Exercise details: Reproduce the listing below line for line, with no changes.

Provided material:
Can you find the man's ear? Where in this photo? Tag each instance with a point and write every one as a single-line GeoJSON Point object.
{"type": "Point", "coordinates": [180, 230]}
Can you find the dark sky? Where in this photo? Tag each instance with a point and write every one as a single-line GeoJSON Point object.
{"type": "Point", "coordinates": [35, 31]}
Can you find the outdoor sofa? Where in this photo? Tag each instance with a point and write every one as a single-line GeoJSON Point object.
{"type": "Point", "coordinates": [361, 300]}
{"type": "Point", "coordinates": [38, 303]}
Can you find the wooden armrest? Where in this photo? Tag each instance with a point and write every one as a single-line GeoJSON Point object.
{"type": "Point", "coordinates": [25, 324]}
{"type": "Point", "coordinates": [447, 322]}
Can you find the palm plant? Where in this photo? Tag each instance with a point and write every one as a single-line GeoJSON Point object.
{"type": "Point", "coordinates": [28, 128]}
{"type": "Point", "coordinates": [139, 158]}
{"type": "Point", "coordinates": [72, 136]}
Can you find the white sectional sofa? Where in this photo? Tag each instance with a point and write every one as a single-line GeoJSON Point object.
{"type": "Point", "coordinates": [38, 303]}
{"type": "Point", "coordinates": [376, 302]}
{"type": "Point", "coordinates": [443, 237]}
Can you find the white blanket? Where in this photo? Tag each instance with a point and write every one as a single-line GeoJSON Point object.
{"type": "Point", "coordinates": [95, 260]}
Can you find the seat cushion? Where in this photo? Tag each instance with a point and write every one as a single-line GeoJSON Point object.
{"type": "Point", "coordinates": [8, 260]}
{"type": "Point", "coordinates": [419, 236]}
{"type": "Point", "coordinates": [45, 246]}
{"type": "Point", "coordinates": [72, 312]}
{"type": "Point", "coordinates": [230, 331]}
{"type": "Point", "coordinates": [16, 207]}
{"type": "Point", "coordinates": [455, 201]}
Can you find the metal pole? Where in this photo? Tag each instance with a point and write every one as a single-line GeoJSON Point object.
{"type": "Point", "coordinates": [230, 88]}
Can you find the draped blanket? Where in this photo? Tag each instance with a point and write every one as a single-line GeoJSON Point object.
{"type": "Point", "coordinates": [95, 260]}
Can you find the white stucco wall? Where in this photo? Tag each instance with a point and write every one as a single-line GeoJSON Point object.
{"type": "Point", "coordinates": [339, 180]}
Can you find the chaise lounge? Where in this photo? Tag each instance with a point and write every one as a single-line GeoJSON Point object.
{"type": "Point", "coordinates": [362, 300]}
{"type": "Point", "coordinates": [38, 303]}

Finished exercise:
Can you find the man's ear? Where in this photo? Tag each instance with a point and write every one as a single-line GeoJSON Point object.
{"type": "Point", "coordinates": [180, 230]}
Can you find the dark sky? Where in this photo? Tag each instance with a point and write every one as a single-line GeoJSON Point object.
{"type": "Point", "coordinates": [35, 31]}
Can you find the outdoor sofa? Where in this photo? Tag each instance with a point and write every one as a single-line GeoJSON Point object.
{"type": "Point", "coordinates": [361, 300]}
{"type": "Point", "coordinates": [38, 303]}
Can you find the wooden armrest? Where in this photo? Tag each instance with a point and write every one as a single-line GeoJSON Point object.
{"type": "Point", "coordinates": [25, 324]}
{"type": "Point", "coordinates": [447, 322]}
Can you find the palm plant? Where in this photo? Tag each instance with a point and write every one as a single-line GeoJSON Point object.
{"type": "Point", "coordinates": [28, 128]}
{"type": "Point", "coordinates": [139, 158]}
{"type": "Point", "coordinates": [72, 136]}
Can you find the white sectional sofa? Where in this photo? Tag each instance with a point and write every one as a single-line GeoJSON Point object.
{"type": "Point", "coordinates": [38, 303]}
{"type": "Point", "coordinates": [376, 302]}
{"type": "Point", "coordinates": [443, 237]}
Can you find the white blanket? Where in this photo? Tag each instance with a point and write every one as a single-line GeoJSON Point object.
{"type": "Point", "coordinates": [95, 260]}
Can you find the seat cushion? Where in this photo? Tag each instance with a point and write every one as a single-line GeoJSON Point object.
{"type": "Point", "coordinates": [8, 260]}
{"type": "Point", "coordinates": [419, 236]}
{"type": "Point", "coordinates": [45, 246]}
{"type": "Point", "coordinates": [72, 312]}
{"type": "Point", "coordinates": [230, 331]}
{"type": "Point", "coordinates": [16, 207]}
{"type": "Point", "coordinates": [455, 201]}
Can you find the metal pole? Where in this photo? Tag each instance with a point and write every one as a single-line GeoJSON Point object.
{"type": "Point", "coordinates": [230, 88]}
Can you find the draped blanket? Where in this photo? Tag each instance with a point and write every one as a single-line GeoJSON Point object.
{"type": "Point", "coordinates": [95, 260]}
Can you find the white stucco wall? Where in this photo? Tag each instance with a point and write every one as a single-line GeoJSON Point object.
{"type": "Point", "coordinates": [339, 180]}
Can you find the chaise lounge? Where in this photo? Tag each instance with a point and write every one as a single-line GeoJSON Point object.
{"type": "Point", "coordinates": [362, 300]}
{"type": "Point", "coordinates": [38, 303]}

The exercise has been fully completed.